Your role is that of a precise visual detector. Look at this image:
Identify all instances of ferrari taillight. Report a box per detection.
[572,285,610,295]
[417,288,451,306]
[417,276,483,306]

* * * *

▶ **Übungsaufgabe**: Ordne sämtliche Zeilen der Daten oben als nummerierte Liste an und lass dabei Leerzeilen weg.

▶ **Lösung**:
1. Your role is that of a precise visual detector. Look at this image:
2. Identify all instances of ferrari taillight. Report a box per detection.
3. [572,285,610,295]
4. [417,288,451,306]
5. [417,276,483,306]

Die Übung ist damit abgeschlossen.